**WORK REQUIRED**
Copy every line of the material below, word for word.

◇ ◇ ◇

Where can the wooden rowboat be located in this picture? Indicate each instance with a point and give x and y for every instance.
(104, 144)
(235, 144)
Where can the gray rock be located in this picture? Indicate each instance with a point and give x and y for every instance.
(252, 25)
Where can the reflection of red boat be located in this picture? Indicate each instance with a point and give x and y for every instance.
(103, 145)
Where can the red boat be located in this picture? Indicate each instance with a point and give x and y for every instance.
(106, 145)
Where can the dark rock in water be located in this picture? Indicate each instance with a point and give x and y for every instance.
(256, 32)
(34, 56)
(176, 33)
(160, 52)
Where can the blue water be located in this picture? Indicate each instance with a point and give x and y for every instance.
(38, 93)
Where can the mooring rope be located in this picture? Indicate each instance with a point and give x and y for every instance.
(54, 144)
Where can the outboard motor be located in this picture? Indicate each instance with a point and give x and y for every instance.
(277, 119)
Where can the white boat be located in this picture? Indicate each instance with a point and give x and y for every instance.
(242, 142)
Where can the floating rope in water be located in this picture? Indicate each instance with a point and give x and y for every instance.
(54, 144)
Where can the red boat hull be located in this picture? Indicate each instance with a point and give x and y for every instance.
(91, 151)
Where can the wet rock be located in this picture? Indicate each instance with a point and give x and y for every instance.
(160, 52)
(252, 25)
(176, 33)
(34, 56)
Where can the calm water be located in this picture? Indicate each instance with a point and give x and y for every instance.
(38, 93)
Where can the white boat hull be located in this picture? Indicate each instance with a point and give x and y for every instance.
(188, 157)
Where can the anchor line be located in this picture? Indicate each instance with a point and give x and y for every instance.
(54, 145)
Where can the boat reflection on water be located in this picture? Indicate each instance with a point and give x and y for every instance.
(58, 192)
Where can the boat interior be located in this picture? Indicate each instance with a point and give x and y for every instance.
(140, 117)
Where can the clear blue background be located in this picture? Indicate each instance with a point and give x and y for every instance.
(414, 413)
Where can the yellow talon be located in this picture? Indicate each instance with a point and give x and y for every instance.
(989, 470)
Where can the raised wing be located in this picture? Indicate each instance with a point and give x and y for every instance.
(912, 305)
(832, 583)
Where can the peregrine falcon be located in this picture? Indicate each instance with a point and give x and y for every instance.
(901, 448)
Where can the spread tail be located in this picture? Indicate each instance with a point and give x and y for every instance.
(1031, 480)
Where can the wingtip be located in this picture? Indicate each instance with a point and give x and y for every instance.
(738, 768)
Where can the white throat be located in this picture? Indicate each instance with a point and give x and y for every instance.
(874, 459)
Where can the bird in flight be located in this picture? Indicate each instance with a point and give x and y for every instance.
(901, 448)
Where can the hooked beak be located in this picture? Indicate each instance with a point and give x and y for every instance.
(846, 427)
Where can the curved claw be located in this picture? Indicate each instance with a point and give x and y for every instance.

◇ ◇ ◇

**RESPONSE FOR THIS EXERCISE**
Where can the wooden rowboat be located in this picture? Indicate each instance with a point and give x and y for every instance.
(104, 144)
(235, 144)
Where can the gray rock be located in this picture? Indicate each instance with a point and give x and y for every instance.
(252, 25)
Where can the reflection of red boat be located in this picture? Indicate each instance with a point and give x and y for every instance.
(103, 145)
Where can the red boat be located in this picture? Indicate each instance with a point and give x and y for every instance.
(106, 145)
Where can the dark rock in water be located in this picture? Indicate each instance with a point and give x and y for every instance.
(256, 32)
(34, 56)
(176, 33)
(160, 52)
Where can the blue water be located in this picture? Indicate each instance with a point and give x and y for every instance.
(38, 93)
Where can the mooring rope be located in this picture? Indicate each instance with a point and give x and y for every instance.
(54, 144)
Where can the outboard motor be located in this picture? Indicate each instance with a point and give x and y for every instance.
(277, 119)
Where can the white boat be located in this picture? Indicate each instance with a point and give x and y for every instance.
(242, 142)
Where can the floating rope in water be located in this picture? Indicate each instance with a point and give x and y for every instance.
(54, 144)
Where can the red boat hull be located in this picture? Indicate each instance with a point and give x and y for every instance.
(91, 151)
Where can the wet rock be located in this picture? Indicate each instance with a point and give x and y for every instance.
(160, 52)
(252, 25)
(176, 33)
(34, 56)
Where can the calm water be located in this picture? Indicate each instance with a point and give x and y for every instance.
(38, 93)
Where can the white boat hull be located in this picture? Indicate each instance with a point and give x and y for every instance.
(188, 157)
Where can the anchor line be located in this picture? Indicate each instance with a point and give x and y for every instance.
(54, 145)
Where can the boat reflection on water be located in this picture? Indicate each instance with a point and give x and y for every instance.
(58, 192)
Where can the boat interior be located in this picture? Indicate each instance with a point and give x and y for every instance.
(140, 117)
Where can the clear blue background be located in this picture? Indicate each instance with a point and give x and y for every instance.
(414, 413)
Where can the yellow talon be located in this picture? Indicate each instance with a point and give x and y for every instance.
(989, 470)
Where can the raised wing be located in this picture? Indicate each instance with a point and give x and y for every instance.
(912, 305)
(832, 583)
Where can the peregrine falcon be located in this picture? Indicate each instance with a point and give x and y for every instance.
(901, 448)
Where can the spread tail be located in this picture? Indicate each instance with a point and give x and y for every instance.
(1031, 480)
Where can the wingtip be located in this picture? Indicate each instance with a point and give x and y for every instance.
(738, 768)
Where can the white throat be located in this picture? Indicate each instance with a point and give x and y for every instance.
(874, 459)
Where can the bird in flight be located in this picture? Indicate each instance with a point and give x and y for every instance.
(901, 448)
Where can the hooked beak be located in this picture? Indicate each instance with a point and give x and y for every instance.
(846, 427)
Where can the curved claw be located in this picture? Indicate each instance with a point and give x and y for every instance.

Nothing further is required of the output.